To be done -
Can you copy every one of the items below line for line, without changing a single character?

Shape annotation items
* * *

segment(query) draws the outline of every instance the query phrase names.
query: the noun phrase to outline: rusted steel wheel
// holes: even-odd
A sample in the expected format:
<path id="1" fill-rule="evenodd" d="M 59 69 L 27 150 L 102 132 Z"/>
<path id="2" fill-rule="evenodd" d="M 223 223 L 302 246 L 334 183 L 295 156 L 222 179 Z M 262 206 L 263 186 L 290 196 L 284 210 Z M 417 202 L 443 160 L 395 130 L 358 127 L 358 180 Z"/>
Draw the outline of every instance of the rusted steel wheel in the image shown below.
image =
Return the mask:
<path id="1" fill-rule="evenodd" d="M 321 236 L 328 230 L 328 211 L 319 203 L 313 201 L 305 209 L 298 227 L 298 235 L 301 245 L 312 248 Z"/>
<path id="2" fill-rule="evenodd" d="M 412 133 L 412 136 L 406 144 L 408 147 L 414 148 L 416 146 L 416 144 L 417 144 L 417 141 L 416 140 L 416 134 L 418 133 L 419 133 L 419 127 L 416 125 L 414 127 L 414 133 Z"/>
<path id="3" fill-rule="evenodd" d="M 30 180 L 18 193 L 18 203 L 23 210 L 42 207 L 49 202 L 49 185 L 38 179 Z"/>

* * *

Answer below -
segment(query) draws the outline of every instance the query phrase names.
query: the noun phrase to outline: rusted steel wheel
// holes: even-odd
A sample in the expected format:
<path id="1" fill-rule="evenodd" d="M 59 69 L 27 150 L 102 132 Z"/>
<path id="2" fill-rule="evenodd" d="M 223 223 L 302 246 L 334 183 L 295 156 L 222 179 Z M 262 206 L 263 186 L 290 196 L 284 210 Z M 417 202 L 443 160 L 395 130 L 358 127 L 358 180 Z"/>
Draw the outline of every instance of the rusted steel wheel in the image shown below.
image =
Return the mask:
<path id="1" fill-rule="evenodd" d="M 321 236 L 328 230 L 328 211 L 319 203 L 313 201 L 305 209 L 298 227 L 298 235 L 301 245 L 312 248 Z"/>
<path id="2" fill-rule="evenodd" d="M 412 133 L 412 136 L 406 144 L 408 147 L 414 148 L 416 146 L 416 144 L 417 144 L 417 141 L 416 140 L 416 134 L 418 133 L 419 133 L 419 127 L 416 125 L 414 127 L 414 133 Z"/>
<path id="3" fill-rule="evenodd" d="M 30 180 L 18 193 L 18 203 L 23 210 L 42 207 L 49 202 L 49 185 L 38 179 Z"/>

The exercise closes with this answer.